:: Task instructions ::
Reproduce the following passage on No. 2 Construction Battalion word for word, in full.

:: Given passage ::
──────────
On May 11, 1916, the War Office informed the governor general that it approved of the formation of this unit. So on July 5, 1916, No. 2 Construction Battalion was authorized. Its headquarters was initially in Pictou, Nova Scotia, but moved to Truro, Nova Scotia, in September 1916.

The original intention was to recruit the unit primarily from the Maritimes, with companies also being raised in Ontario and Western Canada. A little over a month after the unit was authorized, however, only 180 recruits had been obtained. By November 1916, the recruiting situation had improved little, leading Lieutenant Colonel Sutherland to propose raising a company in the British West Indies. While nothing came of this (it was claimed that troops from the West Indies would be unsuitable for France’s cold weather), the battalion did manage to obtain about 165 men from the United States. When the men were finally assembled in March 1917 to prepare for departure overseas, the battalion's overall strength was just over 729 men. During their deployment, new troops of other nationalities, including 150 Russians, were attached to the unit. Although a Black unit, all but one of the unit's 19 officers were white, the exception being Captain William A. White, the unit's chaplain.

== Deployment ==

No. 2 Construction Battalion in Nova Scotia, 1916

The unit departed from Halifax, Nova Scotia, on board the SS Southland on March 28, 1917 and arrived at Liverpool, England, ten days later.

Lacking the numbers to make up a battalion (the smallest unit then deployed by army authorities), the unit was reorganized as No. 2 Construction Company in May 1917, and attached to the Canadian Forestry Corps (CFC). By the fall of 1917, the unit was operating in the Jura Mountains of France, headquartered at La Joux
.
──────────
:: Extracted records ::
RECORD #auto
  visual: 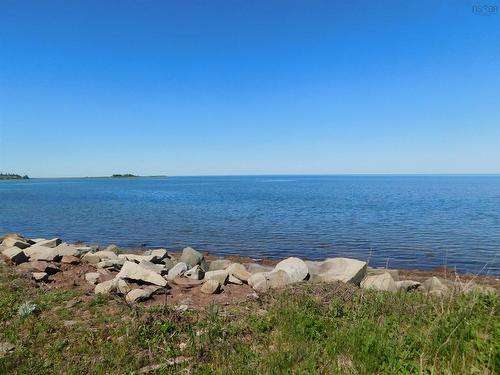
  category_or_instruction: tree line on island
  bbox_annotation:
[0,173,29,180]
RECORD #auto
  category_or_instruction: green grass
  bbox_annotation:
[0,266,500,374]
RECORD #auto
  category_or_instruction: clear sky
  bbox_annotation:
[0,0,500,177]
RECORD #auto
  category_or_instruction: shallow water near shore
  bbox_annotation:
[0,175,500,275]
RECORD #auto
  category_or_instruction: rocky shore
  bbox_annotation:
[0,234,498,309]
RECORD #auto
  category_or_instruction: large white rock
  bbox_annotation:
[167,262,187,280]
[208,259,233,271]
[2,246,28,264]
[361,272,398,292]
[24,244,61,262]
[205,270,229,285]
[273,257,309,283]
[180,247,204,268]
[310,258,367,285]
[116,261,167,286]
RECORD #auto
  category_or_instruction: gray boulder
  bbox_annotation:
[24,244,61,262]
[266,270,296,289]
[361,272,398,292]
[309,258,367,285]
[273,257,309,283]
[366,267,399,281]
[2,246,28,264]
[116,261,167,286]
[180,247,204,268]
[226,263,252,283]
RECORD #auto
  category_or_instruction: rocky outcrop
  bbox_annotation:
[116,261,167,286]
[272,257,309,283]
[180,247,205,268]
[306,258,367,285]
[361,272,398,292]
[2,246,29,264]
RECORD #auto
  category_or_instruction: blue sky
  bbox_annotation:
[0,0,500,177]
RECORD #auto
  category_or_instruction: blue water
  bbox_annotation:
[0,176,500,275]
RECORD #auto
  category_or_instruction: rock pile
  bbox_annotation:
[0,234,494,303]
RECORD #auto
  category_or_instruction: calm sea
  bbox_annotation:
[0,176,500,275]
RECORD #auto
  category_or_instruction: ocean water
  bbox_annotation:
[0,175,500,275]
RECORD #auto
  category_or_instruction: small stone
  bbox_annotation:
[201,280,221,294]
[2,237,30,249]
[184,265,205,280]
[82,253,101,265]
[227,275,243,285]
[247,263,273,274]
[208,259,233,271]
[17,301,40,317]
[94,279,118,294]
[396,280,421,292]
[36,238,62,248]
[96,259,125,271]
[139,260,168,275]
[94,250,118,262]
[172,276,203,289]
[125,289,151,303]
[180,247,204,268]
[205,270,229,285]
[104,244,120,254]
[85,272,101,285]
[0,341,16,358]
[31,272,49,282]
[61,255,80,265]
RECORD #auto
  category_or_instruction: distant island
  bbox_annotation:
[111,173,139,178]
[0,173,29,180]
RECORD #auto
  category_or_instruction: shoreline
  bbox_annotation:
[0,234,500,309]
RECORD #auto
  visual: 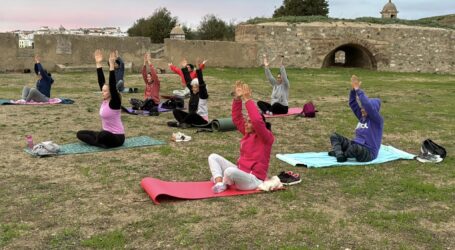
──────────
:: Solution to this problem ::
On May 11, 1916, the War Office informed the governor general that it approved of the formation of this unit. So on July 5, 1916, No. 2 Construction Battalion was authorized. Its headquarters was initially in Pictou, Nova Scotia, but moved to Truro, Nova Scotia, in September 1916.

The original intention was to recruit the unit primarily from the Maritimes, with companies also being raised in Ontario and Western Canada. A little over a month after the unit was authorized, however, only 180 recruits had been obtained. By November 1916, the recruiting situation had improved little, leading Lieutenant Colonel Sutherland to propose raising a company in the British West Indies. While nothing came of this (it was claimed that troops from the West Indies would be unsuitable for France’s cold weather), the battalion did manage to obtain about 165 men from the United States. When the men were finally assembled in March 1917 to prepare for departure overseas, the battalion's overall strength was just over 729 men. During their deployment, new troops of other nationalities, including 150 Russians, were attached to the unit. Although a Black unit, all but one of the unit's 19 officers were white, the exception being Captain William A. White, the unit's chaplain.

== Deployment ==

No. 2 Construction Battalion in Nova Scotia, 1916

The unit departed from Halifax, Nova Scotia, on board the SS Southland on March 28, 1917 and arrived at Liverpool, England, ten days later.

Lacking the numbers to make up a battalion (the smallest unit then deployed by army authorities), the unit was reorganized as No. 2 Construction Company in May 1917, and attached to the Canadian Forestry Corps (CFC). By the fall of 1917, the unit was operating in the Jura Mountains of France, headquartered at La Joux
.